● EXERCISE DETAILS
Within the lines below, find those that hold the string "bead" and copy each one.

● MATERIAL PROVIDED
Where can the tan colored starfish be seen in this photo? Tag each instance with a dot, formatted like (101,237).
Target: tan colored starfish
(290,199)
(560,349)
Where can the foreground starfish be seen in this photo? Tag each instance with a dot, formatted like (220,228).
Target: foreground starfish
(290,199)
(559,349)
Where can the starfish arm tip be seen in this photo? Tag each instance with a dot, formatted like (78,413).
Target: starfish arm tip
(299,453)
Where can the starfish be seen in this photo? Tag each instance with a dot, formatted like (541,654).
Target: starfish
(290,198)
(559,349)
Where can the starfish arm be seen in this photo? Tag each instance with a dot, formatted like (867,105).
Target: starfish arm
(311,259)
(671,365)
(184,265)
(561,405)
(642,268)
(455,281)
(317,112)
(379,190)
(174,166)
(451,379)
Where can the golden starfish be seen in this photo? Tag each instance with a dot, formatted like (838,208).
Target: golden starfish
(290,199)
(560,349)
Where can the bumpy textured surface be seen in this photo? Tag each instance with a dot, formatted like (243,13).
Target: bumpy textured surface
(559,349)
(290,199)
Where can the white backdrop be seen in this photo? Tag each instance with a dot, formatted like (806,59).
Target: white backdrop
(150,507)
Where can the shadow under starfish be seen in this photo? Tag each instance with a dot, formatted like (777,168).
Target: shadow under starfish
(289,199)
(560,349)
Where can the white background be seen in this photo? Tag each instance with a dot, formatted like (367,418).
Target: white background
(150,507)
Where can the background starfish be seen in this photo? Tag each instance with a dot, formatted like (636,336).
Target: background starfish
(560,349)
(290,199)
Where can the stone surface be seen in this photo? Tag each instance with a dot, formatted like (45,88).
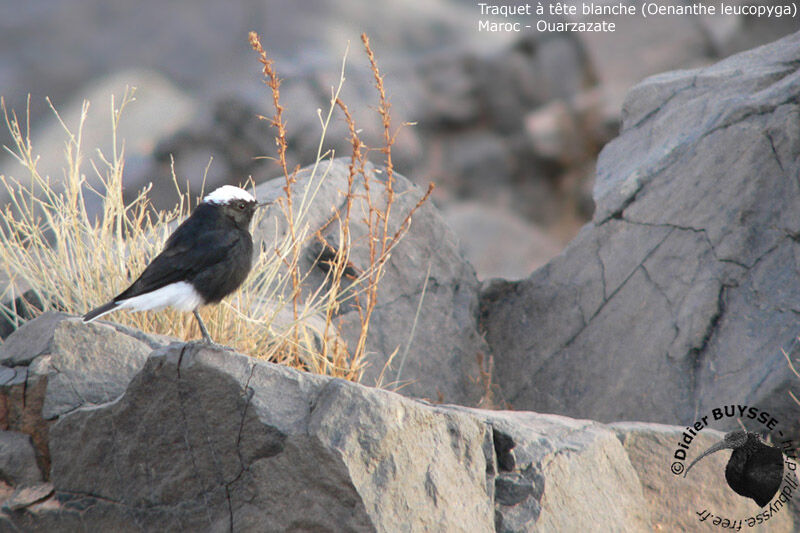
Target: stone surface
(18,459)
(441,357)
(542,482)
(30,341)
(76,377)
(498,243)
(207,439)
(682,292)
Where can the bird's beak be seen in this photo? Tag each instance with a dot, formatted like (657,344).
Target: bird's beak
(715,448)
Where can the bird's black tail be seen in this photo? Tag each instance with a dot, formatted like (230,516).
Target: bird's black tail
(100,311)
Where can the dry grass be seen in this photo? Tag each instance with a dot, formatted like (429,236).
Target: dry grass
(73,261)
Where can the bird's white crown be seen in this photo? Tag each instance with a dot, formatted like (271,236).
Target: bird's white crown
(227,194)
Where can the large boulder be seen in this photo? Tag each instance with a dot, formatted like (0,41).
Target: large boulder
(207,439)
(683,291)
(50,366)
(428,297)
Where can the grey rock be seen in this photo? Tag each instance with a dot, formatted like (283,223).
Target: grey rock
(77,376)
(651,448)
(208,439)
(498,243)
(441,358)
(26,496)
(18,459)
(558,474)
(681,294)
(31,340)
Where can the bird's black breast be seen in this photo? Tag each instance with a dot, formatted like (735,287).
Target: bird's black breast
(222,278)
(209,250)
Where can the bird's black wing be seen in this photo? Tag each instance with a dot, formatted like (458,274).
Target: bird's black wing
(185,254)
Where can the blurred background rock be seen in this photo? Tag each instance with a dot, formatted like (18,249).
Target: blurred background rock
(507,124)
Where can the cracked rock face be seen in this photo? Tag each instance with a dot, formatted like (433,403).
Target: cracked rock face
(205,439)
(681,293)
(427,299)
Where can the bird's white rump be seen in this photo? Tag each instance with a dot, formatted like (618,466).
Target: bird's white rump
(180,295)
(227,194)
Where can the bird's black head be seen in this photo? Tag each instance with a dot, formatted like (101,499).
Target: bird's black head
(234,203)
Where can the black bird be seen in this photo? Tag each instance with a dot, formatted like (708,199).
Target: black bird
(755,468)
(206,258)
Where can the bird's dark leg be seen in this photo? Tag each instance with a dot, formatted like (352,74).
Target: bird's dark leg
(203,330)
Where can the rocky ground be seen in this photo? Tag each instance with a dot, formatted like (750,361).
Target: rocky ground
(105,429)
(680,295)
(513,122)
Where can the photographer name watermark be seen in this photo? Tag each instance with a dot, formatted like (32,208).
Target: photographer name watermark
(764,472)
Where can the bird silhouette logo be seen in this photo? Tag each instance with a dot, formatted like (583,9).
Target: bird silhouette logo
(754,470)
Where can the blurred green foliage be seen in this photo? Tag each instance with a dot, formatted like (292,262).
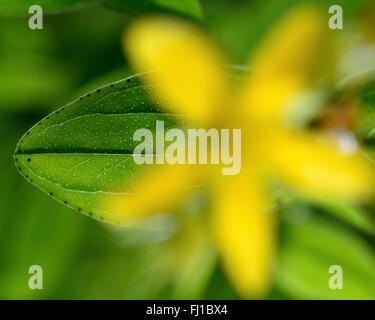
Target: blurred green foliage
(78,50)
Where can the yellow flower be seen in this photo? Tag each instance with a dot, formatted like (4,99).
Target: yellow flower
(191,79)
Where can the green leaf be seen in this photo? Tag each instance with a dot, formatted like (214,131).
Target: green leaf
(190,8)
(82,153)
(308,251)
(21,7)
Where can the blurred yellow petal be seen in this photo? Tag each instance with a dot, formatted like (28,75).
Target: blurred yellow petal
(188,69)
(318,168)
(155,191)
(285,62)
(245,234)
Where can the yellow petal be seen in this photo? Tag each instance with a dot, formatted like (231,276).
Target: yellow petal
(154,191)
(188,69)
(318,168)
(285,62)
(245,235)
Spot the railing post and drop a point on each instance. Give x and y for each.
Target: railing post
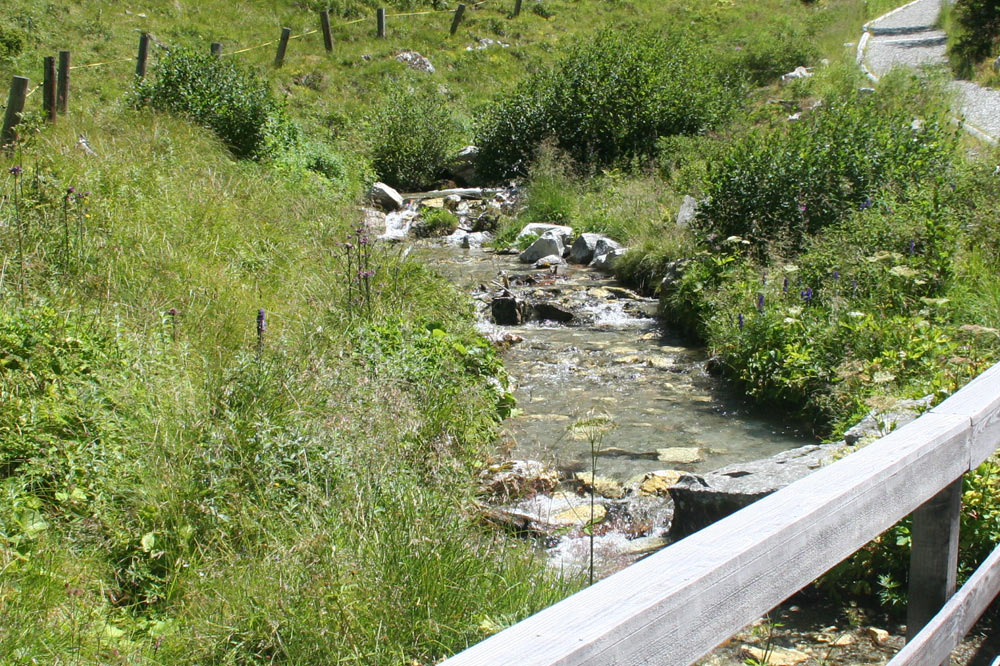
(458, 18)
(62, 83)
(279, 57)
(15, 105)
(140, 61)
(933, 556)
(324, 20)
(49, 88)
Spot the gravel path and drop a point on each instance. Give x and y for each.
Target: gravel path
(908, 36)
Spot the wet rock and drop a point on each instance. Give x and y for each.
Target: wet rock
(462, 167)
(659, 483)
(507, 311)
(549, 261)
(774, 656)
(386, 197)
(681, 455)
(476, 239)
(538, 228)
(582, 251)
(881, 422)
(550, 312)
(700, 500)
(687, 211)
(603, 486)
(549, 243)
(513, 479)
(414, 60)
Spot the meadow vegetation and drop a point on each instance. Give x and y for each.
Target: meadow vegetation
(236, 430)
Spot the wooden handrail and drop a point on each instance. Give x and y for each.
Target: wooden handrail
(676, 605)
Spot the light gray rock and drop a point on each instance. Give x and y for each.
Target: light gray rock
(476, 239)
(879, 423)
(386, 197)
(702, 499)
(549, 261)
(539, 228)
(549, 243)
(414, 60)
(582, 251)
(687, 211)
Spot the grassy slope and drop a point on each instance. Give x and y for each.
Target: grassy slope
(172, 494)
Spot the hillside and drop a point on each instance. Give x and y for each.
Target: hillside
(234, 429)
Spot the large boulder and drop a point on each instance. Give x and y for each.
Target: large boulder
(687, 211)
(386, 197)
(547, 244)
(539, 228)
(702, 499)
(583, 248)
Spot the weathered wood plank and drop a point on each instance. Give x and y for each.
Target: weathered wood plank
(933, 556)
(980, 401)
(678, 604)
(941, 635)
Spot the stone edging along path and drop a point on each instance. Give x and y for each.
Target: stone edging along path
(909, 36)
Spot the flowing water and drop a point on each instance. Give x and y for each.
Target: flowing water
(616, 359)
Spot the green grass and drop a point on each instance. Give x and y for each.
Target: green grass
(178, 487)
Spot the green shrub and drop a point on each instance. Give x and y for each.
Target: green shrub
(607, 102)
(977, 34)
(230, 100)
(411, 137)
(783, 184)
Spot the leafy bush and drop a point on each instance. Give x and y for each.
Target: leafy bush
(411, 137)
(607, 102)
(977, 36)
(786, 183)
(223, 96)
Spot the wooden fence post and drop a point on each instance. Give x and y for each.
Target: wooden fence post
(140, 62)
(62, 83)
(324, 20)
(458, 18)
(279, 57)
(933, 556)
(15, 105)
(49, 88)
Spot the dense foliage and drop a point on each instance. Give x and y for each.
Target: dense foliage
(411, 136)
(608, 101)
(977, 34)
(230, 100)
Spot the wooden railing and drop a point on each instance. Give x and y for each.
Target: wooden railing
(676, 605)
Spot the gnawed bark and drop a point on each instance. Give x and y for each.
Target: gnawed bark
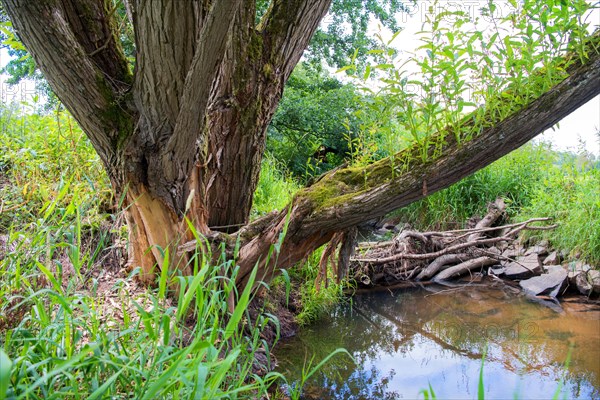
(346, 197)
(186, 136)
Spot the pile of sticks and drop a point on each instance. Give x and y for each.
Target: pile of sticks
(423, 256)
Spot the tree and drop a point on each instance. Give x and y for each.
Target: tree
(182, 136)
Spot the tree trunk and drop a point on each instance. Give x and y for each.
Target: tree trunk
(183, 136)
(346, 197)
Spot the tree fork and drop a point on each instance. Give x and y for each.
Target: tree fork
(343, 198)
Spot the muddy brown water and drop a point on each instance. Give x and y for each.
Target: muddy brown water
(405, 340)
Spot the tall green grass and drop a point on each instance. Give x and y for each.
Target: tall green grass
(73, 324)
(275, 188)
(535, 181)
(571, 196)
(73, 339)
(513, 177)
(39, 155)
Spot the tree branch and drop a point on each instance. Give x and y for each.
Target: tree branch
(287, 28)
(76, 47)
(346, 197)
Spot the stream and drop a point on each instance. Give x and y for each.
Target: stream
(405, 340)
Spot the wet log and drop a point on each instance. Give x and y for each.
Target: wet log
(464, 267)
(439, 263)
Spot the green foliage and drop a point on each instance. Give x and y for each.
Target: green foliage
(39, 157)
(466, 77)
(571, 196)
(346, 31)
(69, 344)
(513, 177)
(275, 188)
(535, 182)
(310, 117)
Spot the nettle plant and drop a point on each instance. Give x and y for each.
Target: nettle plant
(486, 63)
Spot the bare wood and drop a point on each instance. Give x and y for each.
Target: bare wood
(490, 229)
(440, 262)
(257, 64)
(496, 209)
(463, 268)
(77, 49)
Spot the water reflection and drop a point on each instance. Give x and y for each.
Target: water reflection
(403, 341)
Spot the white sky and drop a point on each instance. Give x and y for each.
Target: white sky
(583, 125)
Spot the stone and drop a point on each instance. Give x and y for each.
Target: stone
(524, 267)
(588, 282)
(496, 270)
(550, 284)
(576, 268)
(552, 259)
(512, 252)
(549, 269)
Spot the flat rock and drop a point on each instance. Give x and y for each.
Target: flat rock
(588, 282)
(552, 259)
(497, 270)
(513, 252)
(525, 267)
(549, 284)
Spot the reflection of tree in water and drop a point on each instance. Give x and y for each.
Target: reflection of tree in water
(361, 384)
(460, 323)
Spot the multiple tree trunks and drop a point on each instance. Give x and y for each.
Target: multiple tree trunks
(438, 255)
(183, 134)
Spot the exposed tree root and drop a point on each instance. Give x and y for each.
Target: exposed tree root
(438, 255)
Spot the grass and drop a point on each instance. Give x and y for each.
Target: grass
(535, 181)
(73, 323)
(96, 337)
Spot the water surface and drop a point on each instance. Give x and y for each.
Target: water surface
(405, 340)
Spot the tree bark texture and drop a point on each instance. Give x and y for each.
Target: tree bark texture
(184, 133)
(343, 198)
(182, 136)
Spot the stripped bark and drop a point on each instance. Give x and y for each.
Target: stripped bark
(182, 136)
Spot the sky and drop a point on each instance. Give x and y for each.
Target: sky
(582, 126)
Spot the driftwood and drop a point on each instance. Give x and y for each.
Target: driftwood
(422, 256)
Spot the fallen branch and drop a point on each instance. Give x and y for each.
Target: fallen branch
(464, 267)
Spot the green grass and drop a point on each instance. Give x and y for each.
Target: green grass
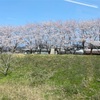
(52, 77)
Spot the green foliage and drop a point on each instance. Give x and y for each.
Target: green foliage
(66, 77)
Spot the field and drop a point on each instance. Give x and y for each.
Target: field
(52, 77)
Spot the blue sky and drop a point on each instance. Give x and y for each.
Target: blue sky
(20, 12)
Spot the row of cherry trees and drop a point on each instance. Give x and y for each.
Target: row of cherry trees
(47, 34)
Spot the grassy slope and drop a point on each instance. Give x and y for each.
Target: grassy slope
(52, 77)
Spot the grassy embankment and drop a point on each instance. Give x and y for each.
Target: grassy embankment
(52, 77)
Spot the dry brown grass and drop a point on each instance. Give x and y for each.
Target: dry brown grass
(19, 92)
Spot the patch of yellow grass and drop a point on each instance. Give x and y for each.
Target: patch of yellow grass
(18, 92)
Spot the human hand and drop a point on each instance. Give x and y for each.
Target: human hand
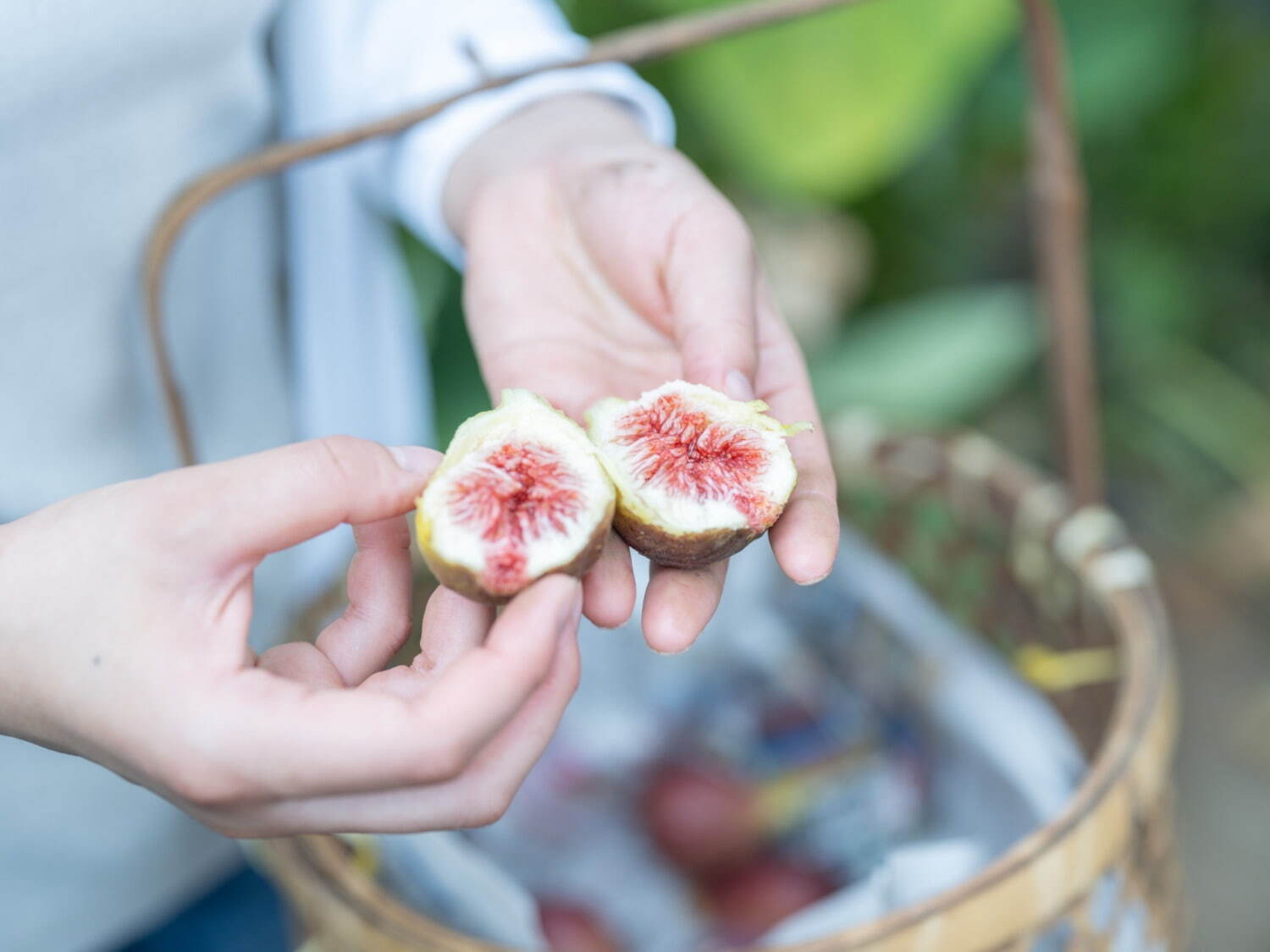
(599, 264)
(124, 640)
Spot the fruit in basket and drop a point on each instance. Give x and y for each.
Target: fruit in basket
(520, 494)
(698, 475)
(701, 817)
(748, 900)
(569, 927)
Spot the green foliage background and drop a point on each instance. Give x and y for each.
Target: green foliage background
(907, 116)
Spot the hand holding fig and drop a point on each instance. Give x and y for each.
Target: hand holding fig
(124, 631)
(599, 264)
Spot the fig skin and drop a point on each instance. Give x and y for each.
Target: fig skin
(688, 550)
(467, 584)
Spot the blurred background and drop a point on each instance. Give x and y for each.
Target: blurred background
(879, 154)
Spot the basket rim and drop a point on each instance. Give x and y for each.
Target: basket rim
(1123, 774)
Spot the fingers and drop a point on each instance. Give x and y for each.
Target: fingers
(378, 619)
(301, 662)
(805, 537)
(286, 740)
(257, 504)
(710, 289)
(609, 588)
(678, 603)
(478, 796)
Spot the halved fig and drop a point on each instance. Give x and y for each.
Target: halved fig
(698, 475)
(520, 494)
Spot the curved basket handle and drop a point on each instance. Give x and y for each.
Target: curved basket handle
(1058, 223)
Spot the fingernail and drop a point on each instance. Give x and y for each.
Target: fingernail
(413, 459)
(671, 654)
(737, 386)
(817, 581)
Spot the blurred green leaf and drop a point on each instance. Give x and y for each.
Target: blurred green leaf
(934, 360)
(1204, 401)
(831, 106)
(457, 388)
(1123, 60)
(429, 278)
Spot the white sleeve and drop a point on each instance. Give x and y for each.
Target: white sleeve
(389, 55)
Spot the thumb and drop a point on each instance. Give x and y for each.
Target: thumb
(249, 507)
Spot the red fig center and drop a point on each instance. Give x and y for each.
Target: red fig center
(686, 454)
(516, 494)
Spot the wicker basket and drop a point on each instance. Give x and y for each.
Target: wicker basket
(998, 546)
(1002, 550)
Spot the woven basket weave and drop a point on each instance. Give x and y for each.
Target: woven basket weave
(1002, 550)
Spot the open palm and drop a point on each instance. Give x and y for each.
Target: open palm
(609, 271)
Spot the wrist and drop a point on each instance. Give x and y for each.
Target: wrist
(536, 136)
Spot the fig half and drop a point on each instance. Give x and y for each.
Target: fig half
(698, 475)
(520, 494)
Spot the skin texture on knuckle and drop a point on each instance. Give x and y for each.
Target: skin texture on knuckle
(488, 806)
(441, 762)
(207, 787)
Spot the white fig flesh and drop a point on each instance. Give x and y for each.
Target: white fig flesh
(520, 494)
(698, 475)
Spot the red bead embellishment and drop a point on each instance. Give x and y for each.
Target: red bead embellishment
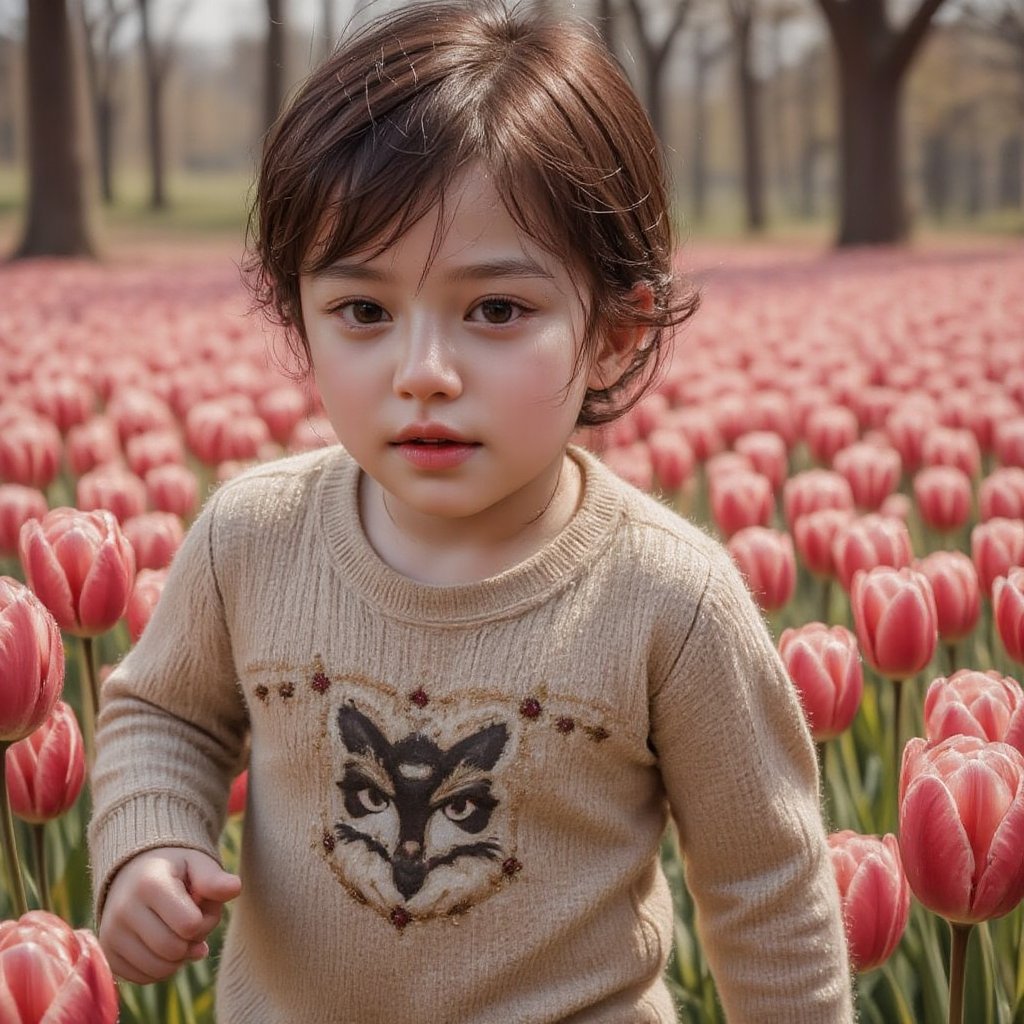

● ANSWER TO THE PROBLEM
Spot the red bead embellishment and drop a point on each instance. Give x and y for each.
Target: red bead embellishment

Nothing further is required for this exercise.